- _EXERCISE INSTRUCTIONS_:
(A) Retype the passage from the article on Islamophobia and Japanese-American internment, beginning at the words "Singh and Yoshikawa" and stopping after "College of Law.".
(B) In the article on Islamophobia and Japanese-American internment, how old was Gordon Yoshikawa when he was sent to an internment camp?

- _TEXT EXCERPT_:
☆ ☆ ☆

NEWS

Islamophobia: A reminder of Japanese-American internment

Mark Curnutte
mcurnutte@enquirer.com

At various times in his life and the lives of other members of the Sikh faith living here – the Persian Gulf wars, the aftermath of the 9/11 attacks and the current climate of anti-Islam rhetoric and violence – Jaipal Singh says he has been misidentified as a Muslim and targeted. He says his religion and common decency require him to stand with Muslims and against injustice.

In 1942, at age 7, the youngest of five children living in a small northern California town, Gordon Yoshikawa was sent with his mother and later his father to an internment camp for Japanese-Americans near the Oregon border. They were incarcerated for more than three years before moving to Cincinnati. He says frightening similarities in today's political landscape to national attitudes at the start of World War II require him to speak out on behalf of American Muslims.

The Manzanar War Relocation Center was in the desert near Independence, California.

Singh and Yoshikawa are two of four panelists who will participate Saturday at the University of Cincinnati in an event, "From Citizen to Enemy? Looking back at Japanese American incarceration to understand modern-day Islamophobia." The two-hour event will begin at 2 p.m. at the UC College of Law.

☆ ☆ ☆

- _EXCERPTED RECORDS_:
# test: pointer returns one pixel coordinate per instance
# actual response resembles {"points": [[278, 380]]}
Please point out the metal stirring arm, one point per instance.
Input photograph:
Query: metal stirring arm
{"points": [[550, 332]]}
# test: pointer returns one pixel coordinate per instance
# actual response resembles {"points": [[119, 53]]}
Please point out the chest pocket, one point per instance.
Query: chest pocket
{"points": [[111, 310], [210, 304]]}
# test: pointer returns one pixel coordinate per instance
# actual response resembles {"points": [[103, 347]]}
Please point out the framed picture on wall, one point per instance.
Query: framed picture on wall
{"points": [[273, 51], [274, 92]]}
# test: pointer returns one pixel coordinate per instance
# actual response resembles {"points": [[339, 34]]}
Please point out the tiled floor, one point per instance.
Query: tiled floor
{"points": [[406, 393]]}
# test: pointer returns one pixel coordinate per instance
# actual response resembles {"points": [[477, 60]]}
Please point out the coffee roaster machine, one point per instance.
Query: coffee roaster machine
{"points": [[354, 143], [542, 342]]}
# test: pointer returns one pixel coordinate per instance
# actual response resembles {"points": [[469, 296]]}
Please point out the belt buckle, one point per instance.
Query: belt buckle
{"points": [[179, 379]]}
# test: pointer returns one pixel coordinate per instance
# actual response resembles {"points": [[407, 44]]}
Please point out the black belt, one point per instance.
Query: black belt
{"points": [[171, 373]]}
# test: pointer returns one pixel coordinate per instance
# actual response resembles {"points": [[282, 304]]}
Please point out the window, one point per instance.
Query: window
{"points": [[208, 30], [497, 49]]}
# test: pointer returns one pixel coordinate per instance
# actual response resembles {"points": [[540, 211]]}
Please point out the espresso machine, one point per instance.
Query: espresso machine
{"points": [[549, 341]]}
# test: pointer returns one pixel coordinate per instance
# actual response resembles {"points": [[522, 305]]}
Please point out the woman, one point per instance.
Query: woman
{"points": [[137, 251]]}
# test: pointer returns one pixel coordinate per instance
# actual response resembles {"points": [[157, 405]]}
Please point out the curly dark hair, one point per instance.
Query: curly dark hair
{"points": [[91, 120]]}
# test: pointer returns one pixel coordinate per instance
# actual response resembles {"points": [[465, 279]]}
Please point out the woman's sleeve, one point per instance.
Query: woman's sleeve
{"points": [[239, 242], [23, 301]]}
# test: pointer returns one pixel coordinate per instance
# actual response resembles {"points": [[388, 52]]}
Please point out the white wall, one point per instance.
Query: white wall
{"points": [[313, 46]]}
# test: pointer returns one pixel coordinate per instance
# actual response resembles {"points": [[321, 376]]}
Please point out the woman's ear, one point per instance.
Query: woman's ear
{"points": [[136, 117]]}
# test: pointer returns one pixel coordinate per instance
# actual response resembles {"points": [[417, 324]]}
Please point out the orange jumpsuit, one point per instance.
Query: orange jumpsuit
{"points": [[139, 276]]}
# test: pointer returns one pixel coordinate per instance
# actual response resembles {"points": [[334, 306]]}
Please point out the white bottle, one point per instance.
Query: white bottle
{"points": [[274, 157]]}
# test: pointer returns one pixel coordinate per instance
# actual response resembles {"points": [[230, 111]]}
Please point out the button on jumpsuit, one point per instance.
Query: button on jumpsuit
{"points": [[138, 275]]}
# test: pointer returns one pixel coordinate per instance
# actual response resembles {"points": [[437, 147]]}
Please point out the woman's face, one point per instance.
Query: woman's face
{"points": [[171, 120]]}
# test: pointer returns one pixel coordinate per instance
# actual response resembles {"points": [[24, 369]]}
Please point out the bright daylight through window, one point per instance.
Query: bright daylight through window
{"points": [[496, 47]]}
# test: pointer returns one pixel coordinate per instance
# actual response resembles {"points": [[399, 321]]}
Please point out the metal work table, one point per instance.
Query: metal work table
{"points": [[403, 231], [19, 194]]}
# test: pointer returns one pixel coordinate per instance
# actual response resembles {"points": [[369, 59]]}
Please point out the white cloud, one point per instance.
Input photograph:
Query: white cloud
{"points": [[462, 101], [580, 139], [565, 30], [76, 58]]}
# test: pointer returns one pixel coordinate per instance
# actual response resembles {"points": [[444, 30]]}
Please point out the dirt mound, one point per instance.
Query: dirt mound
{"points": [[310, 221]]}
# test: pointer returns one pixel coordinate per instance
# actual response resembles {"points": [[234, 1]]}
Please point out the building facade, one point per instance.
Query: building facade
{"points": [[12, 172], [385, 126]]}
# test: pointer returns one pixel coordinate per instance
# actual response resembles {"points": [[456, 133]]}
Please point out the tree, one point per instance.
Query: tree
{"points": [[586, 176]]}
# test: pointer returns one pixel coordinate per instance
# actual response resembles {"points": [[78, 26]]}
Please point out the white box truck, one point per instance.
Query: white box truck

☆ ☆ ☆

- _OUTPUTS FOR THE TASKS_:
(A)
Singh and Yoshikawa are two of four panelists who will participate Saturday at the University of Cincinnati in an event, "From Citizen to Enemy? Looking back at Japanese American incarceration to understand modern-day Islamophobia." The two-hour event will begin at 2 p.m. at the UC College of Law.

(B) He was 7 years old.